--- START ---

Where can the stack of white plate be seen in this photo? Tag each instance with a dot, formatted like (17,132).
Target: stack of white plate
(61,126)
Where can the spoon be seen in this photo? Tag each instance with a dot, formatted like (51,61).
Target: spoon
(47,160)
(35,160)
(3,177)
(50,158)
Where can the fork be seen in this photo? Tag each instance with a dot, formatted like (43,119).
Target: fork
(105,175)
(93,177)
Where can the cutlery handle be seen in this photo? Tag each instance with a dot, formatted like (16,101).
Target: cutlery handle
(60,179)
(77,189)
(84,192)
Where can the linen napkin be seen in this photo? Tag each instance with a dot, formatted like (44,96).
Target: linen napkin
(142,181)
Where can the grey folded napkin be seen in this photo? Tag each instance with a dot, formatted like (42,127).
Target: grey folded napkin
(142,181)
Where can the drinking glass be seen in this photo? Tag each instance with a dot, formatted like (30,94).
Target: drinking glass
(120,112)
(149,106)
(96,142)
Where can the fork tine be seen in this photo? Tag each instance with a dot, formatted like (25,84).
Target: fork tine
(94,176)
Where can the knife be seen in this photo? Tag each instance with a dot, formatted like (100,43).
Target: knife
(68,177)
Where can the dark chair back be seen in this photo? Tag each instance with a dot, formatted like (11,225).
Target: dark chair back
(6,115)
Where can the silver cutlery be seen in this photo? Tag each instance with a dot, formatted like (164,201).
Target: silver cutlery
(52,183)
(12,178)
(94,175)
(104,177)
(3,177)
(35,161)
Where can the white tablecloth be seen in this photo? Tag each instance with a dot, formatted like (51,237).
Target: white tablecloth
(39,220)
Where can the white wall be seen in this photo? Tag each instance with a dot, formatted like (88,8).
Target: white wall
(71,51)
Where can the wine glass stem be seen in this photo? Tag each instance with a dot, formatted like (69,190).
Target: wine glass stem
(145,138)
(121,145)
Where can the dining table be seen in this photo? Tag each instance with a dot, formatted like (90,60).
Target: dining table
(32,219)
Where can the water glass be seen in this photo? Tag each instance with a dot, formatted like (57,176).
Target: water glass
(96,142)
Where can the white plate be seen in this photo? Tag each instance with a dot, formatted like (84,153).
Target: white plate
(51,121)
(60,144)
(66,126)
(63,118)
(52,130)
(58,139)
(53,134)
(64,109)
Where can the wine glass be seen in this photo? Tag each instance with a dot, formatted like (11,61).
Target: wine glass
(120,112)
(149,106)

--- END ---
--- START ---

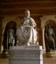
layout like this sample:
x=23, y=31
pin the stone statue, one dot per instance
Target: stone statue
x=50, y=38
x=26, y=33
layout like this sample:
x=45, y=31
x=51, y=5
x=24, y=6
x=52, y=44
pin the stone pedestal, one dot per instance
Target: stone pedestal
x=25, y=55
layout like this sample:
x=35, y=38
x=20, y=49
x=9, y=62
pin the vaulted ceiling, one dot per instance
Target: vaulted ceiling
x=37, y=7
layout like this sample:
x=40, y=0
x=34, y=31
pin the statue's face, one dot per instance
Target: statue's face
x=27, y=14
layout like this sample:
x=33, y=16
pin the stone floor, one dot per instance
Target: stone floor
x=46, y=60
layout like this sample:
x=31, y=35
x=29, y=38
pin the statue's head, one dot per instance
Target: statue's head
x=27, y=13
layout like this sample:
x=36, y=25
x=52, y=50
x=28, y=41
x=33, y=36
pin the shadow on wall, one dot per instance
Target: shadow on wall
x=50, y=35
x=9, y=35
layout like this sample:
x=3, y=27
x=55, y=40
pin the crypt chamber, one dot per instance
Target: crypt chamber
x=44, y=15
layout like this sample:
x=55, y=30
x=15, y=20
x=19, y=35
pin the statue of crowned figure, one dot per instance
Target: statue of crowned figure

--- END ---
--- START ---

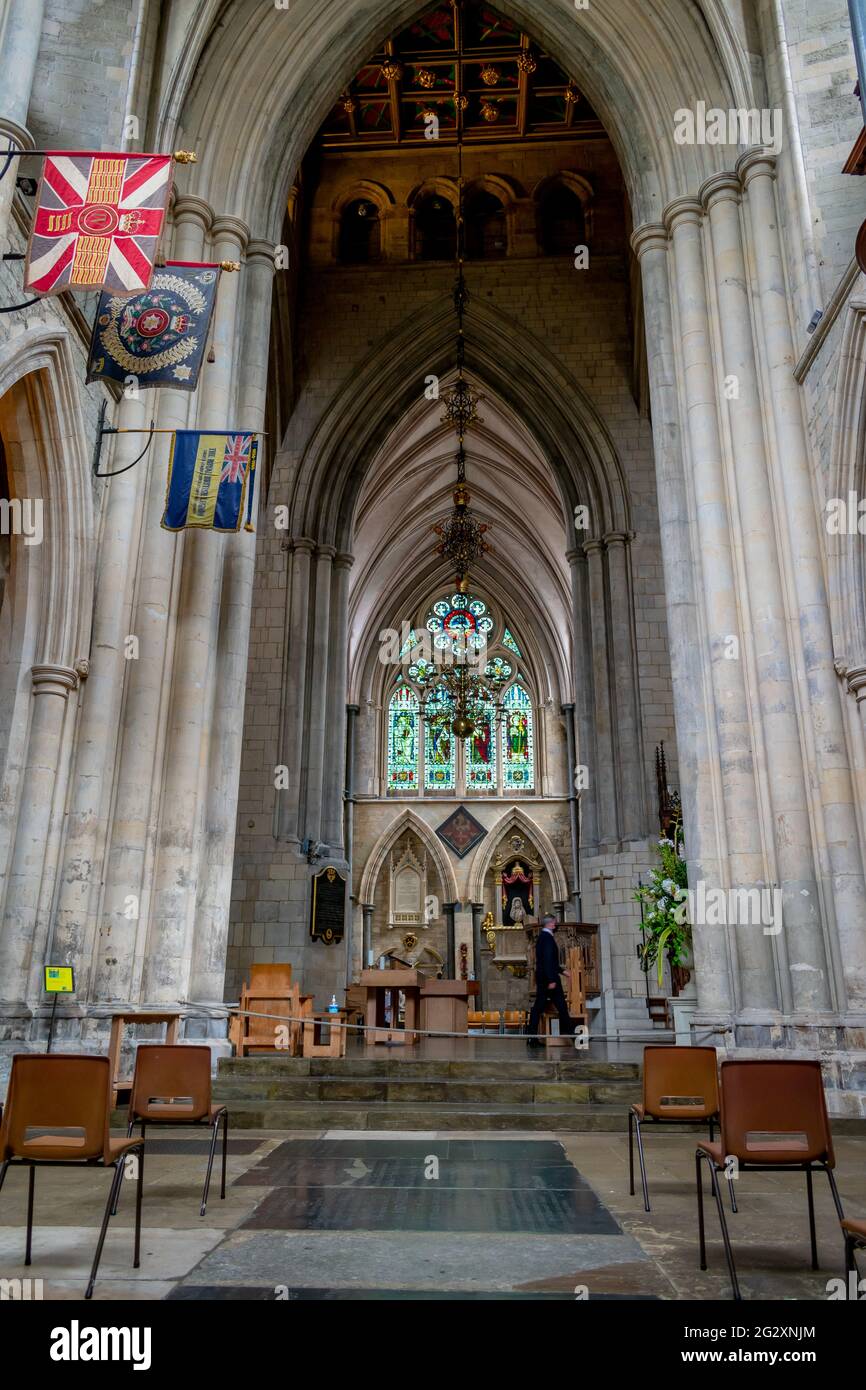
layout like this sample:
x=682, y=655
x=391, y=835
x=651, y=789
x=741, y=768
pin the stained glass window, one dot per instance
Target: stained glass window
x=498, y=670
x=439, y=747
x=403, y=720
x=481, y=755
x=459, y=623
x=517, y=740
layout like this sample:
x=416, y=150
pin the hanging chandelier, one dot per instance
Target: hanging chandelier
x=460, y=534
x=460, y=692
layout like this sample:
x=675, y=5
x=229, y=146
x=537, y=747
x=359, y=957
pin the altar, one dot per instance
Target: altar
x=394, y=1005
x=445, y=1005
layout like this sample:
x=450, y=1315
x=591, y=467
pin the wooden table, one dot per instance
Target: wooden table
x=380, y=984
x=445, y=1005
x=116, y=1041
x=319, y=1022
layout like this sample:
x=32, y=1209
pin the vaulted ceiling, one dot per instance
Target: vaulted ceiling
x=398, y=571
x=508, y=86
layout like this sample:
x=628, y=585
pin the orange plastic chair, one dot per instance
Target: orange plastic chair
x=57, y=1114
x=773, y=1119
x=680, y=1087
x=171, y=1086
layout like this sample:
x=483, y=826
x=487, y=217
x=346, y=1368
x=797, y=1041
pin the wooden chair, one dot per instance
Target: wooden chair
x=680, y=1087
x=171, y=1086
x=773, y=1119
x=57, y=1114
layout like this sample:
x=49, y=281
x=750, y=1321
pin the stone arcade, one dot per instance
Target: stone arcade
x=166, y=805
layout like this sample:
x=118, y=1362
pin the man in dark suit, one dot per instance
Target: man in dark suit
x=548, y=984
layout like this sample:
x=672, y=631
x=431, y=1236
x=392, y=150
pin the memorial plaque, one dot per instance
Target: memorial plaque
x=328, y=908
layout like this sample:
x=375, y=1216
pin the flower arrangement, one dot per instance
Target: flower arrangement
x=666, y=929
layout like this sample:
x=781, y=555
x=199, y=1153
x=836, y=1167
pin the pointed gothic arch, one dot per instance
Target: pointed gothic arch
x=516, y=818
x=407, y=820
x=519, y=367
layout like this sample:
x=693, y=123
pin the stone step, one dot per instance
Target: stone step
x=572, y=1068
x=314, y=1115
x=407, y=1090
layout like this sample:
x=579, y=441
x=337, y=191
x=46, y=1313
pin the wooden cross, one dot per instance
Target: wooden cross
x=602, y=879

--- END ---

What to work on:
Look above for the line with "pin the stone arcade, one dot per instance" and the line with "pin the pointed". Write out those two lines and all the lines between them, exactly, and no others.

Task output:
pin the stone arcade, one dot per instance
Target: stone arcade
x=166, y=805
layout like this sample:
x=118, y=1362
pin the man in dark suit, one dot per instance
Target: man in dark suit
x=548, y=984
layout like this sample:
x=672, y=631
x=431, y=1236
x=392, y=150
pin the memorial plaque, one dot per instance
Target: memorial plaque
x=328, y=908
layout like this sample:
x=375, y=1216
pin the flower arrangement, one dot per instance
Target: flower arrangement
x=666, y=929
layout like this sample:
x=781, y=555
x=199, y=1153
x=836, y=1167
pin the pointed gothic arch, one dot per instance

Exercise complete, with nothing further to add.